### DATA SUPPLIED
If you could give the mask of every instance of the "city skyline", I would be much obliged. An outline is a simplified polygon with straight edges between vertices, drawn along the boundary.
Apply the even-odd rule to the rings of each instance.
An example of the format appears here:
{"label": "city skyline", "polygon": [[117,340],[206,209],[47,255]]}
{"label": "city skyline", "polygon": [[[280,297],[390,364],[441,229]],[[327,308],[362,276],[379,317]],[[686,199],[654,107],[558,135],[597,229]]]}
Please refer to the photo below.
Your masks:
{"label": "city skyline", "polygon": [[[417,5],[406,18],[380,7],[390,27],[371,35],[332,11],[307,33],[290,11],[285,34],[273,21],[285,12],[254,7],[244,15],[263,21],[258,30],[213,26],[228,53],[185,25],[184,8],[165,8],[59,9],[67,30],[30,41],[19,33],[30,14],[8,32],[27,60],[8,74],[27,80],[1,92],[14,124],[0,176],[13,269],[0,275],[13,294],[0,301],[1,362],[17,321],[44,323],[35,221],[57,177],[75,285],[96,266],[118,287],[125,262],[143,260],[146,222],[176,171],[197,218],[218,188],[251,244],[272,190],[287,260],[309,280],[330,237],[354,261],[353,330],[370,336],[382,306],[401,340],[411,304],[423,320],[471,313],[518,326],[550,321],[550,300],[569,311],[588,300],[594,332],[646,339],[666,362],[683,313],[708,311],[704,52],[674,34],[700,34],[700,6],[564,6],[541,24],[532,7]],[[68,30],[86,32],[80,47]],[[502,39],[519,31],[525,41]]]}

### BRIEF
Reproduce all of the material above verbatim, from its first line to its last.

### RESPONSE
If you could give the mask of every instance of the "city skyline", I would be much obliged. An outline is a simplified polygon with straight edges between vertices, drawn along the boundary.
Apply the even-odd rule to the rings of each instance.
An example of the format appears here:
{"label": "city skyline", "polygon": [[117,340],[206,209],[47,255]]}
{"label": "city skyline", "polygon": [[[280,297],[390,364],[441,229]],[[327,308],[362,276],[379,317]],[[686,199],[654,107],[558,135],[597,229]]]}
Please refer to the photo below.
Your masks:
{"label": "city skyline", "polygon": [[[417,5],[406,18],[380,7],[390,27],[371,35],[332,11],[307,33],[290,11],[285,34],[273,21],[285,12],[254,7],[244,15],[263,21],[258,30],[213,26],[228,53],[185,25],[184,8],[165,8],[59,9],[67,30],[30,41],[19,33],[30,14],[8,32],[27,60],[8,74],[27,80],[1,92],[14,124],[0,176],[13,269],[0,275],[13,294],[0,301],[1,362],[17,321],[44,323],[35,221],[57,177],[75,285],[96,266],[118,287],[125,262],[143,260],[146,222],[176,171],[197,218],[218,188],[251,244],[272,190],[287,260],[309,280],[330,237],[354,261],[353,330],[370,336],[382,306],[401,340],[411,304],[423,320],[471,313],[518,326],[550,321],[550,300],[569,311],[588,300],[594,332],[646,339],[666,362],[683,313],[708,311],[704,52],[674,34],[700,34],[700,6],[564,6],[541,24],[532,7]],[[68,30],[86,32],[80,47]],[[502,39],[519,31],[525,41]]]}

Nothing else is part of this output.